§ **REQUIREMENT**
Output every record again so that it matches the original word for word.

Top of DATA FOR THIS EXERCISE

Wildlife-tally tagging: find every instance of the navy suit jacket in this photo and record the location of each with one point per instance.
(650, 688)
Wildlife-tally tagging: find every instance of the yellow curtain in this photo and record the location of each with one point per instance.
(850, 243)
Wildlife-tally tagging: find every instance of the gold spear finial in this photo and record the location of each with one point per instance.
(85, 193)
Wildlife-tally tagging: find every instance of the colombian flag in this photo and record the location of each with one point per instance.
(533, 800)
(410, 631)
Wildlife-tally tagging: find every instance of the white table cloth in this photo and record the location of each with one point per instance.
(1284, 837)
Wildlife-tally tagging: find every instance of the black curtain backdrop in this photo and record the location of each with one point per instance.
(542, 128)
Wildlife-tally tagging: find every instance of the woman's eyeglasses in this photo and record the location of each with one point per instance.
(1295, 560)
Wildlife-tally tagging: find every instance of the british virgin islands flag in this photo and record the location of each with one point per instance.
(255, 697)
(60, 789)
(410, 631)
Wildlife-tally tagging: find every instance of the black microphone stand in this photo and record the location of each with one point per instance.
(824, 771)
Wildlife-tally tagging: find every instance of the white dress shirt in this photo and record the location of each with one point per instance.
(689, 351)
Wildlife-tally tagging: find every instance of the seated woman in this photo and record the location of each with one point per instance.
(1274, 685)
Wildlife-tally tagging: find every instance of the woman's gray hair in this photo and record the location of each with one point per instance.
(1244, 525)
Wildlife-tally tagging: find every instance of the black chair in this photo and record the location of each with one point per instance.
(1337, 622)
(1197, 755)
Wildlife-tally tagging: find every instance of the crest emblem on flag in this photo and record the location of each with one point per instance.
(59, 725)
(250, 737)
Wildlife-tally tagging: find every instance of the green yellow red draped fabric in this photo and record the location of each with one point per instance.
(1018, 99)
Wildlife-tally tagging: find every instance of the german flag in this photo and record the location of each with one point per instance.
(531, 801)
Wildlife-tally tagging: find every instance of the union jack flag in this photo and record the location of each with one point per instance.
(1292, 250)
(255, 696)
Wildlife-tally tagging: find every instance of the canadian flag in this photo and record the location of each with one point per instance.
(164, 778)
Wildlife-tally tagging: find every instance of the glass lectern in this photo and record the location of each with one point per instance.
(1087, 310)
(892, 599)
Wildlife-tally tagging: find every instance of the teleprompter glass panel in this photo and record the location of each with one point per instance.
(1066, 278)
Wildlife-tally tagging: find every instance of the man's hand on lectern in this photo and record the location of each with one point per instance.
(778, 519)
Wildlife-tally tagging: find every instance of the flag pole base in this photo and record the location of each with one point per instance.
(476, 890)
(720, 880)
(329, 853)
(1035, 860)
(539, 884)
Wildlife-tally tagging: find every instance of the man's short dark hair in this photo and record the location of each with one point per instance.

Bottom of DATA FOR THIS EXERCISE

§ **ANSWER**
Wildlife-tally tagging: find every instance of the navy suit jacket in this photo and record the location of each with one point per instance.
(650, 688)
Wildlife-tally tagging: find every instance of the yellow curtain in this photo and record the location of each with one point per instance.
(850, 243)
Wildlife-tally tagging: find every instance of the gold spear finial in this photo and record the location of each with one point per instance.
(85, 193)
Wildlife-tally tagging: find every instance of the colombian flag in this photo and record the location of each with one point per instance.
(533, 800)
(410, 631)
Wildlife-tally tagging: find every instance of the white table cloth in this photo and record the location of each with one point per instance.
(1284, 837)
Wildlife-tally tagging: find every instance of the black curtain backdrop in this photo and record the location of each with one point per instance.
(542, 128)
Wildlife-tally tagging: find every instance of the woman's eyeglasses in this photo and record the location of each with one point per instance.
(1295, 560)
Wildlife-tally tagging: find every instance of the british virgin islands flag in this photo and record the location of each with one point per instance.
(255, 697)
(60, 789)
(410, 631)
Wildlife-tally tagging: find every instance of the black microphone stand in this photo and record the location of each with one point per instance.
(824, 771)
Wildlife-tally tagging: find every instance of the white dress shirt in this photo and record the location of each with one point per instance.
(689, 351)
Wildlife-tally tagging: find every instance of the seated woman in this photo and record the location of each with one point per instance.
(1274, 685)
Wildlife-tally tagging: find every instance of the woman's gray hair in this photo and record the location of each with one point per instance.
(1244, 525)
Wildlife-tally tagging: find every instance of the black chair in this photo and record the location of each with one point per instance.
(1337, 622)
(1197, 755)
Wildlife-tally tagging: find every instance of the crest emblem on flag in this photo and record the location of each with one point per instance.
(59, 725)
(250, 737)
Wildlife-tally tagging: find every instance of the green yellow red draped fabric in this photo and record the location of each with one point per instance.
(1018, 99)
Wildlife-tally tagging: find every instance of the german flag in this photo and record the location of each with one point per instance.
(531, 801)
Wildlife-tally tagging: find every instance of the union jack flag in this photo and record the location of each with one point per instance.
(1292, 250)
(255, 696)
Wildlife-tally tagging: find every instance of the canadian flag in this photo and record the location of each with one point per instance.
(164, 778)
Wildlife-tally tagging: find every instance of the glass lectern in this photo and record the location of each with one point per instance.
(1087, 310)
(892, 599)
Wildlife-tally tagging: find every instance of the teleprompter glass panel in this photo and record the location of each with one point per instance.
(1066, 278)
Wildlife-tally tagging: find every instance of the man's hand on lectern in this photo and record the location of each with one point per instance.
(778, 519)
Wildlife-tally tagging: find every instance of the flag pole base in this photo and record the location of each with one point per instance.
(476, 890)
(720, 880)
(329, 853)
(1035, 860)
(539, 884)
Wildlife-tally tagging: find every instance of the man's short dark hair in this photo and record the location of each with one point per instance.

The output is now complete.